So, this patch reworks the BLOCK_GROUP_FLAG_ZONED_DATA_RELOC bit to
indicate there is a data relocation allocation and/or ongoing write to the
block group. The bit is set on allocation and cleared in end_io function of
the last IO for the currently allocated region.

To change the timing of the bit setting also solves the issue that the bit
being left even after there is no IO going on. With the current code, if
the data_reloc_bg switches after the last IO to the current data_reloc_bg,
the bit is set at this timing and there is no one clearing that bit. As a
result, that block group is kept unallocatable for anything.

Fixes: 343d8a30851c ("btrfs: zoned: prevent allocation from previous data relocation BG")
Fixes: 74e91b12b115 ("btrfs: zoned: zone finish unused block group")
CC: stable@vger.kernel.org # 6.1+
Signed-off-by: Naohiro Aota <naohiro.aota@wdc.com>
Reviewed-by: Christoph Hellwig <hch@lst.de>
Reviewed-by: Johannes Thumshirn <johannes.thumshirn@wdc.com>
---
 fs/btrfs/extent-tree.c | 44 +++++++++++++++++++++++-------------------
 fs/btrfs/zoned.c       | 18 ++++++++++++++---
 2 files changed, 39 insertions(+), 23 deletions(-)
==*==
### Work to complete:
According to the patch excerpt, when is the BLOCK_GROUP_FLAG_ZONED_DATA_RELOC bit cleared? The entries after this point are separate material, apart from the patch excerpt.
==*==
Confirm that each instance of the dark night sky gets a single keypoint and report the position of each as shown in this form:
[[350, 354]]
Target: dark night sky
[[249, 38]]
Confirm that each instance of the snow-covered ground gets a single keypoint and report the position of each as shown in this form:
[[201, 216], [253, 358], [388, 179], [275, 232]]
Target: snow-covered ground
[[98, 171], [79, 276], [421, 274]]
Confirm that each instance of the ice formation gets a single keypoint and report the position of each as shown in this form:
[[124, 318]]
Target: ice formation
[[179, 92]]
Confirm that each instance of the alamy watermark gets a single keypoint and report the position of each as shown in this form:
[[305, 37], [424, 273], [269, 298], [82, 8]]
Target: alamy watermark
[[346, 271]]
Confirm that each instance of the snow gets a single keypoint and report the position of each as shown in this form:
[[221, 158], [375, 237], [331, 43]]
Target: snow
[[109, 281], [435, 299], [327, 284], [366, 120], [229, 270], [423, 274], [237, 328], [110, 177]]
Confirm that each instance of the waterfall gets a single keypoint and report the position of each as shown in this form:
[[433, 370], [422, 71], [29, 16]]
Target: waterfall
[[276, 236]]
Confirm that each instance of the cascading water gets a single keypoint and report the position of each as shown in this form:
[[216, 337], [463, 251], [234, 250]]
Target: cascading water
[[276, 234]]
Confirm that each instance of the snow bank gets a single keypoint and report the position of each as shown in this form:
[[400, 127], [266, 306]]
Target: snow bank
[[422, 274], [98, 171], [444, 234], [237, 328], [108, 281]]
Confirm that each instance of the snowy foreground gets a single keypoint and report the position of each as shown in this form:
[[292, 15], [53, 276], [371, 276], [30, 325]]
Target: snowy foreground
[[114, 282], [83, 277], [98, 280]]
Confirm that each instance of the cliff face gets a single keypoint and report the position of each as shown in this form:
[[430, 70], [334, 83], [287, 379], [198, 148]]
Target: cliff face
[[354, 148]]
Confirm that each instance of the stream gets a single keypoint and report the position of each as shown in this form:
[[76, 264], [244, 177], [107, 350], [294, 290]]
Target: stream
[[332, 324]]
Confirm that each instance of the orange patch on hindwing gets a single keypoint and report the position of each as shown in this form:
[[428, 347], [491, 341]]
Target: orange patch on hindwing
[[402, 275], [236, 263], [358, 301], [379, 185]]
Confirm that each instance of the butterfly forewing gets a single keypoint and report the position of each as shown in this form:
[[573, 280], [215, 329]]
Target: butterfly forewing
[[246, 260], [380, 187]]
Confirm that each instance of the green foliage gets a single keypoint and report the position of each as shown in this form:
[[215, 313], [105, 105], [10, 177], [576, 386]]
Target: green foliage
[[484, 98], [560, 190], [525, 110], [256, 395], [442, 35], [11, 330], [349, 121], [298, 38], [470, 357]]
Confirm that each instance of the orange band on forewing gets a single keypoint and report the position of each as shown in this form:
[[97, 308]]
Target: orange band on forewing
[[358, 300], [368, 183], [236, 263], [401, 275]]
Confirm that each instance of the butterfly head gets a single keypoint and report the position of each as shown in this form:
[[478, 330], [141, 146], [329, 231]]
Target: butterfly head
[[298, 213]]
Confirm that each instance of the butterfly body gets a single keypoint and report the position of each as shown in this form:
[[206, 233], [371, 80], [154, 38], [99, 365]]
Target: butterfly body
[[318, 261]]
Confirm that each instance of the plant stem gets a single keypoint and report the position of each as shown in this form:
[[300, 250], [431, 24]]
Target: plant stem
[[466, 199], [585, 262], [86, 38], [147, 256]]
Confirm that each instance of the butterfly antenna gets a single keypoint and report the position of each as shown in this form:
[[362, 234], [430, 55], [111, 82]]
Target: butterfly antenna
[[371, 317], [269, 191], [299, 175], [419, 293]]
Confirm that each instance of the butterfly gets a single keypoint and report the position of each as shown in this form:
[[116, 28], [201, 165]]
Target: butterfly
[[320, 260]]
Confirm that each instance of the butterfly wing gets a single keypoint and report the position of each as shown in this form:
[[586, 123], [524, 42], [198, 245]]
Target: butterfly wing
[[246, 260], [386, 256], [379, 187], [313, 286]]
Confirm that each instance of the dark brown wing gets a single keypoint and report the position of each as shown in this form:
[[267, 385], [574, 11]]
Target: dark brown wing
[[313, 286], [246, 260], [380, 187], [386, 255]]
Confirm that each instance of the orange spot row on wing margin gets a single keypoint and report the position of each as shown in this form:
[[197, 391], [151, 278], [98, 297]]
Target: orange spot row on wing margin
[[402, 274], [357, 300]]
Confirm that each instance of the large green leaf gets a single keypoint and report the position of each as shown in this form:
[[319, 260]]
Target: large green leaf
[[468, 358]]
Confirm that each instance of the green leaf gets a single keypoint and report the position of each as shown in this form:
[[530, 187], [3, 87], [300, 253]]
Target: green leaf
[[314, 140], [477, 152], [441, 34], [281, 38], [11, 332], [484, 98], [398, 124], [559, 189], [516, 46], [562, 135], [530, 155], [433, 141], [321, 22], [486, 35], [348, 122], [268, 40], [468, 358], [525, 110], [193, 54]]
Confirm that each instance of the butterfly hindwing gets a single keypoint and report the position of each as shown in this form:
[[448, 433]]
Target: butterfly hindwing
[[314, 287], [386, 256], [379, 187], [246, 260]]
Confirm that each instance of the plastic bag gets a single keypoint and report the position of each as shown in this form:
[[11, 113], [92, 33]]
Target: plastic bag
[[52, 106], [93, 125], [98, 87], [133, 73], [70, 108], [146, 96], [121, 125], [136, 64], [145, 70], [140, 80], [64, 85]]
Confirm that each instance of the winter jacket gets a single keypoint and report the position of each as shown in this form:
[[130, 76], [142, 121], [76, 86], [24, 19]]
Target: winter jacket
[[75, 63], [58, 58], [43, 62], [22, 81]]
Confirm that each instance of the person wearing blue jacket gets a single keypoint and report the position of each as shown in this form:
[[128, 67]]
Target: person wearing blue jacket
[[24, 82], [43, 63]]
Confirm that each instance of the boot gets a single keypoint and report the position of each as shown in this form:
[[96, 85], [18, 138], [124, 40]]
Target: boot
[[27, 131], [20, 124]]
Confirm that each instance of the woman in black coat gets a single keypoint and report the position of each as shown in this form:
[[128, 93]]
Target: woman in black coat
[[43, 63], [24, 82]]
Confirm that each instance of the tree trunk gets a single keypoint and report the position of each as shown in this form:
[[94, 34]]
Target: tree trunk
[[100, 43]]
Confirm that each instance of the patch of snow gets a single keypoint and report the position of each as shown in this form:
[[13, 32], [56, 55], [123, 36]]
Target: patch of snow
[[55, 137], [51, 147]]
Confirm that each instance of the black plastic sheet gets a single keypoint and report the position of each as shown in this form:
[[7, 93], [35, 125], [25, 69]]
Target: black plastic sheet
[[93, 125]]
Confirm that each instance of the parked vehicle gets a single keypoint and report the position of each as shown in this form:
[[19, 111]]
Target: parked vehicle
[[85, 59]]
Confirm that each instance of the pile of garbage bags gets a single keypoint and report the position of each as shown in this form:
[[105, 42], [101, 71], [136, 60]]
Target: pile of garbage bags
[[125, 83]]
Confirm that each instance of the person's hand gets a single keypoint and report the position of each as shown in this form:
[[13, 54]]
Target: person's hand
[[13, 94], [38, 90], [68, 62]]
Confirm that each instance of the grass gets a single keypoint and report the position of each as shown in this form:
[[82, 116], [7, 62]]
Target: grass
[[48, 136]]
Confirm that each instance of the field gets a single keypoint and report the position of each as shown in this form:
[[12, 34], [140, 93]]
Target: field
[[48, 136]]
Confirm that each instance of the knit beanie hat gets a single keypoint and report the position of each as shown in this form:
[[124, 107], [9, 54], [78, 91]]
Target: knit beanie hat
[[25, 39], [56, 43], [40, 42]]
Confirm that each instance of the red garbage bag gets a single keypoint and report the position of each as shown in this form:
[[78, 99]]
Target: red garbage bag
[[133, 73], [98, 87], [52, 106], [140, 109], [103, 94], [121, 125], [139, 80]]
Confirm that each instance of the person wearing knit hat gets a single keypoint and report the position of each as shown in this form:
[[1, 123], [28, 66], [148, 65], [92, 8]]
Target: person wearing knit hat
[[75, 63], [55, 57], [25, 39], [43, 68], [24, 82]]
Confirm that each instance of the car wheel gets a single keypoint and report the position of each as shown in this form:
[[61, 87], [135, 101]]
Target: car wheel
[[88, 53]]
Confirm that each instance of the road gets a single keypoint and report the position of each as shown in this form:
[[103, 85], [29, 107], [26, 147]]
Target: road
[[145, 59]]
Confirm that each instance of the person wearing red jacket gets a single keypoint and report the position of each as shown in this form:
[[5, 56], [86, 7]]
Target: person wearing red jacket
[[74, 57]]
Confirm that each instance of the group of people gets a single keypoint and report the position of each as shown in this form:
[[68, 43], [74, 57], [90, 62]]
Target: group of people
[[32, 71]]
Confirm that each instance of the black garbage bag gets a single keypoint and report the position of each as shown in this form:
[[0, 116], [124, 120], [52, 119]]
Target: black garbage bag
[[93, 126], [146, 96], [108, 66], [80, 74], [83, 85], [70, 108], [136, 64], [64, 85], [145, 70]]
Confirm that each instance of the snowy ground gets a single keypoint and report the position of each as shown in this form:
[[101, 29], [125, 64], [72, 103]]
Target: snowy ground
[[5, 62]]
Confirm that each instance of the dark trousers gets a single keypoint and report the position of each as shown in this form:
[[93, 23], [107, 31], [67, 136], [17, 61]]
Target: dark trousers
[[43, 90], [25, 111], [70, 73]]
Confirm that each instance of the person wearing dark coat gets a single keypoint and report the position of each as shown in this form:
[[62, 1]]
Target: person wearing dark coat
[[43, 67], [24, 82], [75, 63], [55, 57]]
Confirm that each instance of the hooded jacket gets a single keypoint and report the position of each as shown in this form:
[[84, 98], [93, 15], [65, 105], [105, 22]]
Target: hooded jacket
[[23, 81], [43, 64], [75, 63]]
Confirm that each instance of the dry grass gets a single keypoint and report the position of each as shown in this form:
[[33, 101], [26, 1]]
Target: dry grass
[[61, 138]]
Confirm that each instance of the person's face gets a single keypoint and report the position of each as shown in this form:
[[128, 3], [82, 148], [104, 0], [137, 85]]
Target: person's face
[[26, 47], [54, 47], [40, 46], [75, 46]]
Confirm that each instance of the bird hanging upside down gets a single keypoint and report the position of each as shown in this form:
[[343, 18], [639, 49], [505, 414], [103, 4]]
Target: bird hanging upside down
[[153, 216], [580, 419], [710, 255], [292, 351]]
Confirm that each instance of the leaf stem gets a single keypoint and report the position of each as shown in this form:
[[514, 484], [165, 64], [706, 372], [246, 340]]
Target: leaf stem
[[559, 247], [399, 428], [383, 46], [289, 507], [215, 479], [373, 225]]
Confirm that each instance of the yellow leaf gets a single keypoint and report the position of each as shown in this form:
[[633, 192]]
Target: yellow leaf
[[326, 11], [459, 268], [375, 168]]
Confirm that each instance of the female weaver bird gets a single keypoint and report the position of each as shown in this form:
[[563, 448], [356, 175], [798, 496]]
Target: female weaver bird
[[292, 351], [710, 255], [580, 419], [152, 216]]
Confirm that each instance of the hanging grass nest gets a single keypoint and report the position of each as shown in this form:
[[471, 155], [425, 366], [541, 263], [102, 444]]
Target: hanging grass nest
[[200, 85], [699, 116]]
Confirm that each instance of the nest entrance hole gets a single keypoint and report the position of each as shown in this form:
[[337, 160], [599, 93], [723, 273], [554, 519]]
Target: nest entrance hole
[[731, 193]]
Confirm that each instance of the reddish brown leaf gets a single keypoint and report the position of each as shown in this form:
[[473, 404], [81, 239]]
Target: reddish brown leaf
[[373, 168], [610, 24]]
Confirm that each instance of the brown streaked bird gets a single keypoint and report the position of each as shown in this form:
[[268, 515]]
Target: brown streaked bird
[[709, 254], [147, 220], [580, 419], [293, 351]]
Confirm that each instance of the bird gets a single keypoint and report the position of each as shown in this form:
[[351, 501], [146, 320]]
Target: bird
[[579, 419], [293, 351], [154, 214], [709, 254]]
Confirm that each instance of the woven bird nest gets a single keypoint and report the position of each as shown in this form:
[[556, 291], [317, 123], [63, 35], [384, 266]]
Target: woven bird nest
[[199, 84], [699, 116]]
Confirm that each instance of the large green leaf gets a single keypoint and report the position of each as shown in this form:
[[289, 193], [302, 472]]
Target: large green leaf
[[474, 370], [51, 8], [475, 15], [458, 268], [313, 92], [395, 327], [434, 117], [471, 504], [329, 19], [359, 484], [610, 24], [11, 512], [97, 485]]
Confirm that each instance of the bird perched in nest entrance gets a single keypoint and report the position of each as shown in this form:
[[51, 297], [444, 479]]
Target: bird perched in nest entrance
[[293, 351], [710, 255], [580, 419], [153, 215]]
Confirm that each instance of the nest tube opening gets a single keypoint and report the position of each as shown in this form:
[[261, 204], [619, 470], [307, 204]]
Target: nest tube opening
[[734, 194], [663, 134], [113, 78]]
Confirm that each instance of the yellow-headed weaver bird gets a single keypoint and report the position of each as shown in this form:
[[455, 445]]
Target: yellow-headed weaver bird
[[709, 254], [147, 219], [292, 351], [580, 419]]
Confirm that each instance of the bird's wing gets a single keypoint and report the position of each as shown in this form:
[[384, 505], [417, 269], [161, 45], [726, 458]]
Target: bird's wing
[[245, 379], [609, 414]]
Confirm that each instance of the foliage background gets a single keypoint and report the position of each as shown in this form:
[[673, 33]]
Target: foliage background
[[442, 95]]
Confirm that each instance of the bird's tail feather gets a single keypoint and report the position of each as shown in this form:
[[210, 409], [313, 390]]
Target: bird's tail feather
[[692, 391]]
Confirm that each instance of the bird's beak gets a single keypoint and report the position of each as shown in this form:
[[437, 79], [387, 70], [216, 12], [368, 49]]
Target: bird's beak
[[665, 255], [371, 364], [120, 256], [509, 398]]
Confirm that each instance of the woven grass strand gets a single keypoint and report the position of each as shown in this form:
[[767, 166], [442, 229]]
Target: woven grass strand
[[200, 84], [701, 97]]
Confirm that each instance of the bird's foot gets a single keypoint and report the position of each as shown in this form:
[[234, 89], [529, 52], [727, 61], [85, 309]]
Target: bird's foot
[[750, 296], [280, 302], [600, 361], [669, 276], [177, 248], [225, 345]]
==*==
### Correct output:
It is cleared in the end_io function of the last IO for the currently allocated region.